Document segment:

* Start *

After acknowledging that the Plea Agreement called for the dismissal of Counts 4-5, the Court accepted the Plea Agreement and the Government moved to dismiss those counts. The Defendant stated that he understood that the Judgment would show the dismissal of Counts 4-5. The Court then gave the Defendant an opportunity to address the Court. In his statement, the Defendant said "I apologize for the wrong that I did. I know that I shouldn't have been doing what I was doing. And I have no excuses." (Sentencing Hr'g Tr. 9:11-13.) Before the Court stated the sentence, it asked "Mr. Silvers, do you agree with everything that your attorney has done and said in your behalf in this case?" (Id. 10:10-12.) The Defendant answered, "Yes, Your Honor." (Id. 10:13.) The Court sentenced the Defendant to 27 months of imprisonment on Counts 1 and 3 to run concurrent to each other, and 24 months of imprisonment on Count 2, to be served consecutive to Counts 1 and 3. The Defendant was also placed on two years of supervised release, ordered to pay restitution, and ordered to forfeit the property described in the Indictment's forfeiture count.

* End *

Listed records:
* Start *

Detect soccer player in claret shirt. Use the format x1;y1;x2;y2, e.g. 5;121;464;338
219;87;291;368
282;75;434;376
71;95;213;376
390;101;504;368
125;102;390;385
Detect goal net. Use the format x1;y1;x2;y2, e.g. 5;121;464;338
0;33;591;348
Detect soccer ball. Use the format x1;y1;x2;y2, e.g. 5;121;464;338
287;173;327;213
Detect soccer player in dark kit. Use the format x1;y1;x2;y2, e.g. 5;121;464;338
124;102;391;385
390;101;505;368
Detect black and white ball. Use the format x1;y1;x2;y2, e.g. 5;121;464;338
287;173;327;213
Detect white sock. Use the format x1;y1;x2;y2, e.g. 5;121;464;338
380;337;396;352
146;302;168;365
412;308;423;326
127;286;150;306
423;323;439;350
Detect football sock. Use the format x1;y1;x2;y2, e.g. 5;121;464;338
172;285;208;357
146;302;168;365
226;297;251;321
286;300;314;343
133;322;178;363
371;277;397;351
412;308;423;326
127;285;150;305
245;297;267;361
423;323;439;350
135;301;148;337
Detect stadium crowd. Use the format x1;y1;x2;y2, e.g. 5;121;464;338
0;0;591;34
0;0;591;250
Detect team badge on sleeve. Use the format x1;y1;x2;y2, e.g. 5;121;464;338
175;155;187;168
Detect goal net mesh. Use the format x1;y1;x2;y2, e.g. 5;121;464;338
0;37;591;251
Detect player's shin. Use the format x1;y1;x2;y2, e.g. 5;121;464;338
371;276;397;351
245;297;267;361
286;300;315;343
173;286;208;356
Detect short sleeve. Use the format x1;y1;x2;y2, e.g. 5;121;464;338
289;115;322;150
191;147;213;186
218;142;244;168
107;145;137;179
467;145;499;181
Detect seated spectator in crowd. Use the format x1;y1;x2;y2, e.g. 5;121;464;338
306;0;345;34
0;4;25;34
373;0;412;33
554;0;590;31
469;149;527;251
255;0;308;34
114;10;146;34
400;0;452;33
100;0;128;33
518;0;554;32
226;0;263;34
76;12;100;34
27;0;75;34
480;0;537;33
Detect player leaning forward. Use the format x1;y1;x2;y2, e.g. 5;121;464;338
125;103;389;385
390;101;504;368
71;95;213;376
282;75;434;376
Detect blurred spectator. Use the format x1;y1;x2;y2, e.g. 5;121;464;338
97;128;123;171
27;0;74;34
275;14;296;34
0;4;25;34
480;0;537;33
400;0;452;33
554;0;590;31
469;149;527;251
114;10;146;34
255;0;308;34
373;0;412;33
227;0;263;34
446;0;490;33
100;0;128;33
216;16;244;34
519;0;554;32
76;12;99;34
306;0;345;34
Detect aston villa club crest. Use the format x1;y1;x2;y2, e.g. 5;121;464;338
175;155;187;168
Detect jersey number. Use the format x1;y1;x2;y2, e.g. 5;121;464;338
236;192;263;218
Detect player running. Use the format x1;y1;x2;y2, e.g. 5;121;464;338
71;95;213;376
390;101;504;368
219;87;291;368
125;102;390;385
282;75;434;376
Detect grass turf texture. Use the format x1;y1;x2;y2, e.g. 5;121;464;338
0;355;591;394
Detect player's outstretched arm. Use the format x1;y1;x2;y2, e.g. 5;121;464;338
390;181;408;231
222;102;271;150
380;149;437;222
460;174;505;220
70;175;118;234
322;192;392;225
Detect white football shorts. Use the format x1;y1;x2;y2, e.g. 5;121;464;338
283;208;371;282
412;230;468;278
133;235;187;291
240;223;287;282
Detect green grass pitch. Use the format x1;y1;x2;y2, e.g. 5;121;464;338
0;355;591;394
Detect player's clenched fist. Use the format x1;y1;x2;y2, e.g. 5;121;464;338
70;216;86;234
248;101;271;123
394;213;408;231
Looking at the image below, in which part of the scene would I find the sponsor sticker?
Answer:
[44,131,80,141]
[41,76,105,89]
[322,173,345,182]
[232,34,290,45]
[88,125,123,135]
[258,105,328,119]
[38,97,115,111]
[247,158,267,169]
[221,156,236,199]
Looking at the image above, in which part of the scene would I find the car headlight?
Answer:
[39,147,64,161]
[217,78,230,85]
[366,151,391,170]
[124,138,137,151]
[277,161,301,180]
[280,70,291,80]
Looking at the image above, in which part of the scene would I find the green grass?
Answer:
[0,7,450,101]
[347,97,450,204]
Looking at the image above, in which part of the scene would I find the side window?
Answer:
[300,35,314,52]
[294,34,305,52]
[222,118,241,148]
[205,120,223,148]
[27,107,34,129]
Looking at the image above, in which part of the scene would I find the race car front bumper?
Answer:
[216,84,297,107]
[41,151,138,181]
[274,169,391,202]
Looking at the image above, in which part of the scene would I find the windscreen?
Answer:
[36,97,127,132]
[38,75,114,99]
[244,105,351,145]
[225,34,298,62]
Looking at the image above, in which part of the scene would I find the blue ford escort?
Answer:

* End *

Aim: Retype the court passage above about the plea agreement and sentencing, word for word from start to finish.

Worked answer:
After acknowledging that the Plea Agreement called for the dismissal of Counts 4-5, the Court accepted the Plea Agreement and the Government moved to dismiss those counts. The Defendant stated that he understood that the Judgment would show the dismissal of Counts 4-5. The Court then gave the Defendant an opportunity to address the Court. In his statement, the Defendant said "I apologize for the wrong that I did. I know that I shouldn't have been doing what I was doing. And I have no excuses." (Sentencing Hr'g Tr. 9:11-13.) Before the Court stated the sentence, it asked "Mr. Silvers, do you agree with everything that your attorney has done and said in your behalf in this case?" (Id. 10:10-12.) The Defendant answered, "Yes, Your Honor." (Id. 10:13.) The Court sentenced the Defendant to 27 months of imprisonment on Counts 1 and 3 to run concurrent to each other, and 24 months of imprisonment on Count 2, to be served consecutive to Counts 1 and 3. The Defendant was also placed on two years of supervised release, ordered to pay restitution, and ordered to forfeit the property described in the Indictment's forfeiture count.